Passage provided
=== Section Start ===

A software-defined network (SDN) can bring together elements of network control and management that were previously disparate. This can have the effect of allowing staff to implement more complicated changes and designs in less time and with a reduction in the likelihood of accidental configuration errors.

While an SDN does not necessarily allow a network engineer to accomplish something that they could not already do on legacy network equipment, it may facilitate complex automation and orchestration processes that would be difficult to scale, making previously infeasible implementations possible. Automated service chaining, large-scale micro-segmentation, and SD-WAN all offer potential business benefits relevant in a gateway environment. The decentralisation of the data plane, with one or more centrally-managed control planes, is an emergent pattern. This may allow organisations to apply consistent gateway policy enforcement controls while simplifying routing and connectivity requirements, and enabling service isolation.

The underlying components upon which most SDNs are constructed are generally still the same as their predecessors. They typically incorporate Virtual Routing and Forwarding (VRF), traffic tagging, routing protocols and traffic encapsulation. These elements are abstracted from the administrators making the changes. SDNs should not be considered any more secure than the technical components upon which they are based. In environments where logical separation or tagging is not considered appropriate separation, neither is an SDN. At the same time, an SDN should not automatically be considered to be less secure than these legacy components. The use of an SDN may give an entity a willingness to adopt processes or architectures that were previously not permitted, because the likelihood of certain risks (particularly misconfiguration) can be better managed.

Zero Trust’s primary operating principle is ‘no trust without verification’. The UK National Cyber Security Centre describes Zero Trust as:

An architectural approach where inherent trust in the network is removed, the network is assumed hostile and each request is verified based on an access policy.

Zero Trust is a strategic goal that will require organisations to undertake quite substantial business transformation, impacting on business processes, architecture and operations. The Zero Trust Framework has been created by the National Institute of Standards and Technology (NIST), which has documented principles, references architectures and created a maturity roadmap.

NIST describes Zero Trust and Zero Trust Architecture (ZTA) as:

Zero Trust provides a collection of concepts and ideas designed to minimize uncertainty in enforcing accurate, least privilege per-request access decisions in information systems and services in the face of a network viewed as compromised.

ZTA is an enterprise’s cybersecurity plan that uses Zero Trust concepts and encompasses component relationships, workflow planning, and access policies. Therefore, a Zero Trust enterprise is the network infrastructure (physical and virtual) and operational policies that are in place for an enterprise as a product of a ZTA plan.

While this guidance does not focus on ZTA, it does discuss some of the building blocks required to implement PEPs that this guidance describes as gateway capabilities. Organisations should start considering how they may transition to a Zero Trust model in the future.

The tenets of Zero Trust are:

CISA is developing a ZTA maturity model with the stated objective of helping US Federal Civilian Executive Branch (FCEB) agencies in designing their Zero Trust architecture (ZTA) implementation plans. ZTA contains useful concepts for enterprise architects and business leaders, and can be used by organisations to develop strategic plans.

=== Section End ===

Entries shown
=== Section Start ===

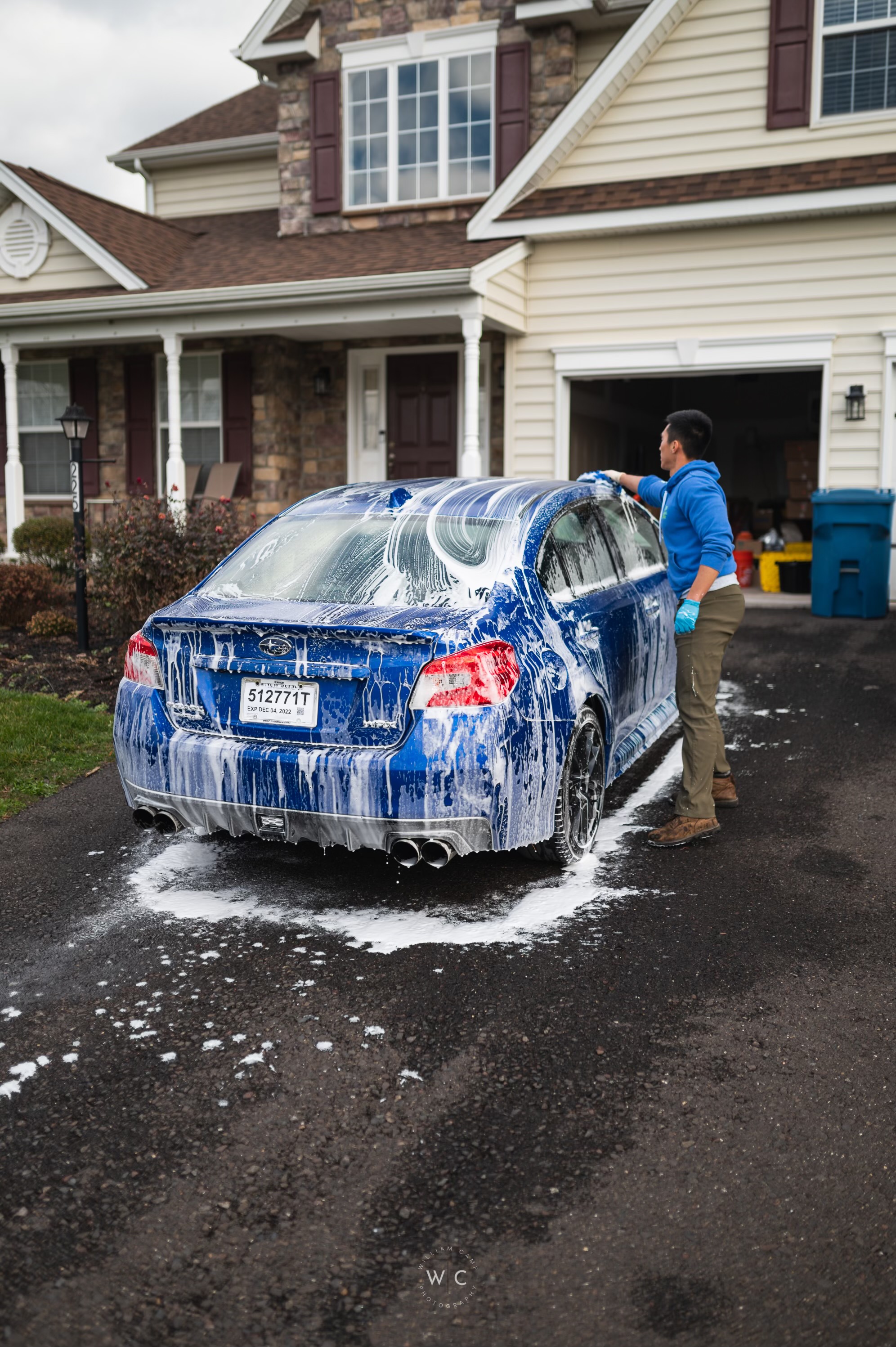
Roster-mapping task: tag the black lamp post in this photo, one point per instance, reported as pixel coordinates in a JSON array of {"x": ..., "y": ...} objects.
[{"x": 76, "y": 423}]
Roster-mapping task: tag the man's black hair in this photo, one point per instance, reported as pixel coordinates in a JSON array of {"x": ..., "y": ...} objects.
[{"x": 693, "y": 430}]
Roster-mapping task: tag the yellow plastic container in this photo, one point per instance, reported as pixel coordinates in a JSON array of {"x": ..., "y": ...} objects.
[{"x": 768, "y": 562}]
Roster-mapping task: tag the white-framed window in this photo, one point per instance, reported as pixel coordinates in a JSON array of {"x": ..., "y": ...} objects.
[
  {"x": 200, "y": 409},
  {"x": 859, "y": 57},
  {"x": 420, "y": 117},
  {"x": 44, "y": 395}
]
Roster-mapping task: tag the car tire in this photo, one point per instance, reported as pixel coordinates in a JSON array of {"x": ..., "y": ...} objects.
[{"x": 580, "y": 800}]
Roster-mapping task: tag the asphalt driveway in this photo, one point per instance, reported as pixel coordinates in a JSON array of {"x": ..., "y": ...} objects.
[{"x": 271, "y": 1097}]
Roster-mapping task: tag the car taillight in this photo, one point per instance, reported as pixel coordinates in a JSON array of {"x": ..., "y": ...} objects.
[
  {"x": 142, "y": 662},
  {"x": 480, "y": 677}
]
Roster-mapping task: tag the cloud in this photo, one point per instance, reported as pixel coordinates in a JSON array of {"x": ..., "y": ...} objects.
[{"x": 83, "y": 79}]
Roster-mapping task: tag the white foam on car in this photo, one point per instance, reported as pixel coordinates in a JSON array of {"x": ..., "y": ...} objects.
[{"x": 158, "y": 885}]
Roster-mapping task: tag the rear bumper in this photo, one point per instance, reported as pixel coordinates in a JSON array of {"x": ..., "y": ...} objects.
[
  {"x": 279, "y": 825},
  {"x": 448, "y": 781}
]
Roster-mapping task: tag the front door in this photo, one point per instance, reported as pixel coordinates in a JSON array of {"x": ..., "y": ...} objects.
[{"x": 422, "y": 415}]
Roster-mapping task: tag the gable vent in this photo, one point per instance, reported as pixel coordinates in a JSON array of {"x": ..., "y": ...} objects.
[{"x": 25, "y": 240}]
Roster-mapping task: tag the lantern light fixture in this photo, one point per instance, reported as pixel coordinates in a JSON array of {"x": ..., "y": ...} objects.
[
  {"x": 76, "y": 422},
  {"x": 856, "y": 403}
]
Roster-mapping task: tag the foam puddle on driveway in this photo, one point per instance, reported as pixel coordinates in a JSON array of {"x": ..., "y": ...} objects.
[{"x": 181, "y": 883}]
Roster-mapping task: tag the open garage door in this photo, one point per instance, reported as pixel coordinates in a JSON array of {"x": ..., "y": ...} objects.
[{"x": 764, "y": 442}]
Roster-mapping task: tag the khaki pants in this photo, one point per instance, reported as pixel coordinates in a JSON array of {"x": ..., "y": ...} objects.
[{"x": 700, "y": 669}]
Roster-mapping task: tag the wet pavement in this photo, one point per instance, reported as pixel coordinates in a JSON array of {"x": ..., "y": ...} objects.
[{"x": 252, "y": 1094}]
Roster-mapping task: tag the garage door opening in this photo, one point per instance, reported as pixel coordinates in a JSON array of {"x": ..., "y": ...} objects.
[{"x": 764, "y": 440}]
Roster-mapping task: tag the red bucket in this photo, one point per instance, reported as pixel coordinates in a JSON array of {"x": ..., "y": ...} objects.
[{"x": 744, "y": 563}]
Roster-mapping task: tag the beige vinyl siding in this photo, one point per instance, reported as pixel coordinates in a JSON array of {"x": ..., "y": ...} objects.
[
  {"x": 504, "y": 301},
  {"x": 65, "y": 269},
  {"x": 216, "y": 189},
  {"x": 700, "y": 104},
  {"x": 809, "y": 277},
  {"x": 592, "y": 48}
]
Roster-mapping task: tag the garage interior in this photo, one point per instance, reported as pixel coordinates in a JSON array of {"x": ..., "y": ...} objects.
[{"x": 764, "y": 440}]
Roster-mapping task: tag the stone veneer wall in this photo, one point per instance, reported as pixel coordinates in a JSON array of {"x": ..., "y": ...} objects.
[
  {"x": 553, "y": 84},
  {"x": 300, "y": 438},
  {"x": 278, "y": 394}
]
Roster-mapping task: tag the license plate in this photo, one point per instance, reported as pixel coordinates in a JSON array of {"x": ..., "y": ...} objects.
[{"x": 278, "y": 701}]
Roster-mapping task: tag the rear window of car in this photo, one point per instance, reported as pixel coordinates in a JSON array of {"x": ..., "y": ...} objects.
[
  {"x": 576, "y": 560},
  {"x": 635, "y": 535},
  {"x": 381, "y": 560}
]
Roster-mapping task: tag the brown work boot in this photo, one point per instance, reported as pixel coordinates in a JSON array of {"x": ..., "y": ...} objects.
[
  {"x": 682, "y": 830},
  {"x": 724, "y": 792}
]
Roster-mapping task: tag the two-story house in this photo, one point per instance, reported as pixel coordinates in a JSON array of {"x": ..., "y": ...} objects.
[{"x": 479, "y": 236}]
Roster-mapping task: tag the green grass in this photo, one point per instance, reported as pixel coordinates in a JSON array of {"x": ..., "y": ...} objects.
[{"x": 45, "y": 744}]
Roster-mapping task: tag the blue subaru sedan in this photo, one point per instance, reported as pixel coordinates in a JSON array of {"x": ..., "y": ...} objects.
[{"x": 428, "y": 667}]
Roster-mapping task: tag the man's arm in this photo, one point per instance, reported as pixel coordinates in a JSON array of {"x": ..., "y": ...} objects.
[{"x": 703, "y": 584}]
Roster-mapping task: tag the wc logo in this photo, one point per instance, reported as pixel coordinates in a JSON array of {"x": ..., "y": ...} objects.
[{"x": 448, "y": 1277}]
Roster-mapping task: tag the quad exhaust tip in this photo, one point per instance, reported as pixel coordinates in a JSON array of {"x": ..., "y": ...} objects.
[
  {"x": 410, "y": 853},
  {"x": 166, "y": 823},
  {"x": 437, "y": 853},
  {"x": 406, "y": 853}
]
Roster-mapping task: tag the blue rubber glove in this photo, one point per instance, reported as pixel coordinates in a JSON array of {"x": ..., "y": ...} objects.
[{"x": 686, "y": 616}]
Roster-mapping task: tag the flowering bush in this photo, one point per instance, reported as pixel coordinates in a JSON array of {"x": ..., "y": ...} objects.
[
  {"x": 25, "y": 590},
  {"x": 145, "y": 558},
  {"x": 52, "y": 621}
]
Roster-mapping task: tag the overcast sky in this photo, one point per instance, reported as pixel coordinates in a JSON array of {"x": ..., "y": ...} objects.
[{"x": 83, "y": 79}]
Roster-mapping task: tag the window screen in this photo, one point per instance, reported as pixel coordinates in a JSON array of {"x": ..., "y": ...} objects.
[
  {"x": 44, "y": 395},
  {"x": 635, "y": 535}
]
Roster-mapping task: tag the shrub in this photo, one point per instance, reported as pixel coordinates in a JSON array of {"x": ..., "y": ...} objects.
[
  {"x": 143, "y": 560},
  {"x": 26, "y": 589},
  {"x": 48, "y": 541},
  {"x": 52, "y": 621}
]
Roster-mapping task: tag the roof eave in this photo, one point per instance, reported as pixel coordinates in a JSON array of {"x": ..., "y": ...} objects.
[
  {"x": 198, "y": 151},
  {"x": 700, "y": 213},
  {"x": 457, "y": 281},
  {"x": 599, "y": 92},
  {"x": 266, "y": 57},
  {"x": 100, "y": 256}
]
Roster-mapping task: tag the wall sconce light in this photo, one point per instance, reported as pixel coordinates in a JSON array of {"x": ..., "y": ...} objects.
[{"x": 856, "y": 403}]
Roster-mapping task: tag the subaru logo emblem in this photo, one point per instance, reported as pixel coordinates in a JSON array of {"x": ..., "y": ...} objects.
[{"x": 275, "y": 646}]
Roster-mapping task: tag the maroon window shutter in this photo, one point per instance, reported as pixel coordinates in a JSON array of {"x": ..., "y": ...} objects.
[
  {"x": 790, "y": 64},
  {"x": 511, "y": 107},
  {"x": 236, "y": 387},
  {"x": 327, "y": 194},
  {"x": 139, "y": 436},
  {"x": 3, "y": 436},
  {"x": 83, "y": 390}
]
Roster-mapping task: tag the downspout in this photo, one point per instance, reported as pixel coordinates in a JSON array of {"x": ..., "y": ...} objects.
[{"x": 150, "y": 207}]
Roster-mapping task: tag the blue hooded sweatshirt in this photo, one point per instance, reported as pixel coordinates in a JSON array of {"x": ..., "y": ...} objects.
[{"x": 693, "y": 522}]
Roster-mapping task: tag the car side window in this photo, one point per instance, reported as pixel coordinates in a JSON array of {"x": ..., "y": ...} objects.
[
  {"x": 576, "y": 558},
  {"x": 635, "y": 535}
]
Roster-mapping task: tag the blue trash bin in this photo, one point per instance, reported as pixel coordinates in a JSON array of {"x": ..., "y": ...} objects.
[{"x": 851, "y": 553}]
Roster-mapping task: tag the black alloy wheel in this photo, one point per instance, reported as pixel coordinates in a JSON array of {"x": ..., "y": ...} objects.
[{"x": 580, "y": 800}]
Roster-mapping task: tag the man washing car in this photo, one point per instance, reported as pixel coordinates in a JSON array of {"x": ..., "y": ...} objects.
[{"x": 701, "y": 570}]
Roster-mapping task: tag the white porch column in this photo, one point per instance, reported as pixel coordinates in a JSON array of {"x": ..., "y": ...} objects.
[
  {"x": 174, "y": 472},
  {"x": 14, "y": 476},
  {"x": 472, "y": 457}
]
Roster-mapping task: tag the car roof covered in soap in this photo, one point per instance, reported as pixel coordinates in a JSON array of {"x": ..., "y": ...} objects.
[{"x": 489, "y": 498}]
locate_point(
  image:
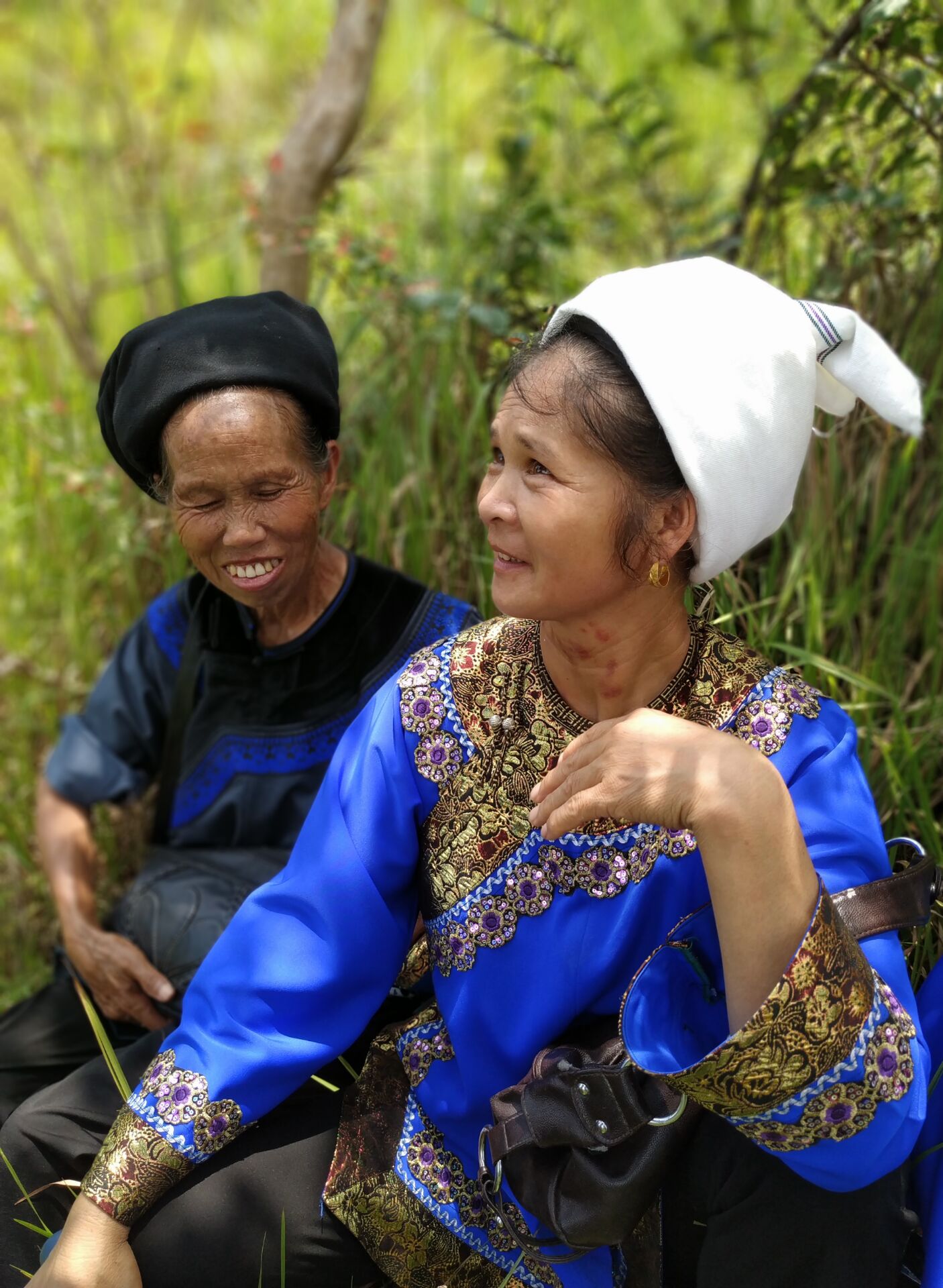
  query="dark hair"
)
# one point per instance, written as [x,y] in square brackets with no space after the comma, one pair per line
[607,406]
[289,411]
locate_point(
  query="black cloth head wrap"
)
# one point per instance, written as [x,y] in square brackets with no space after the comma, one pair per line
[266,339]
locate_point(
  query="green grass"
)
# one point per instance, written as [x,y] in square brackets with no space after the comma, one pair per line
[431,229]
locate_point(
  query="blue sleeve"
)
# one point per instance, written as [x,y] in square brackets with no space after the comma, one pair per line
[830,1075]
[113,750]
[309,956]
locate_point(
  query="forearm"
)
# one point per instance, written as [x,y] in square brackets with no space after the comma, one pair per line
[68,855]
[762,881]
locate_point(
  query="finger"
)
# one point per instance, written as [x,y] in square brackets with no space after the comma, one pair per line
[141,1010]
[576,782]
[572,814]
[147,975]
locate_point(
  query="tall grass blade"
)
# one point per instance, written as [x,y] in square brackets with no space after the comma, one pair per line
[348,1067]
[103,1044]
[282,1251]
[19,1185]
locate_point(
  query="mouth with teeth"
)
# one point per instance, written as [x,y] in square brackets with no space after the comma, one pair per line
[254,575]
[506,564]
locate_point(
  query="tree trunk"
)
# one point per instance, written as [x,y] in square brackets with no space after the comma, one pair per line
[302,170]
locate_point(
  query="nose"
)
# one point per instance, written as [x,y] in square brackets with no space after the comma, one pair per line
[496,500]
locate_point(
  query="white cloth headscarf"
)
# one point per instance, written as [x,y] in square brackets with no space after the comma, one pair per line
[733,370]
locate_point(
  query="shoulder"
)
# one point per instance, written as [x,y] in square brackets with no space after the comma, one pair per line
[427,614]
[168,617]
[473,649]
[764,704]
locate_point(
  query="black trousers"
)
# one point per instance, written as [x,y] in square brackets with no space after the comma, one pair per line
[47,1037]
[732,1215]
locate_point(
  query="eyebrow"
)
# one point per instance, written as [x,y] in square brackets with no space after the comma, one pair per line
[526,442]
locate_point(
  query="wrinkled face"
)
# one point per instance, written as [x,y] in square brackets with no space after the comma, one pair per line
[552,506]
[245,500]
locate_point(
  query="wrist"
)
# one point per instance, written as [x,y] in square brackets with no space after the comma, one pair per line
[740,794]
[93,1222]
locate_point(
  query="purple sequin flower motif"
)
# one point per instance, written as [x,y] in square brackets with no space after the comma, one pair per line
[836,1114]
[491,922]
[423,670]
[419,1053]
[888,1063]
[435,1166]
[602,872]
[529,890]
[764,724]
[439,757]
[180,1095]
[678,843]
[422,710]
[796,697]
[219,1124]
[558,867]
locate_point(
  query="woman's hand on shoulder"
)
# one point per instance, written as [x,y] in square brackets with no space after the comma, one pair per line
[92,1252]
[646,768]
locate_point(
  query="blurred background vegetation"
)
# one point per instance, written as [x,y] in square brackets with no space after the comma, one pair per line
[510,151]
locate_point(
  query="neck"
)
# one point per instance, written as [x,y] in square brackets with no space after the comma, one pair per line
[285,620]
[618,659]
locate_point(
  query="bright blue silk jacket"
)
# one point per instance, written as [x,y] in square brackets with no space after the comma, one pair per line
[424,806]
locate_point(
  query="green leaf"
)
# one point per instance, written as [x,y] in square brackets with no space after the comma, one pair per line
[103,1044]
[29,1225]
[19,1185]
[491,317]
[324,1082]
[883,11]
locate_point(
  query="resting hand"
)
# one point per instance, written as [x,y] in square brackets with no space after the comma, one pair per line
[646,767]
[121,979]
[92,1252]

=== Section End ===

In the passage on software-defined networks and Zero Trust, rewrite the part starting at "Zero Trust’s primary" and ending at "an access policy.", changing "hostile" to "untrusted".

Solution to the problem
Zero Trust’s primary operating principle is ‘no trust without verification’. The UK National Cyber Security Centre describes Zero Trust as:

An architectural approach where inherent trust in the network is removed, the network is assumed untrusted and each request is verified based on an access policy.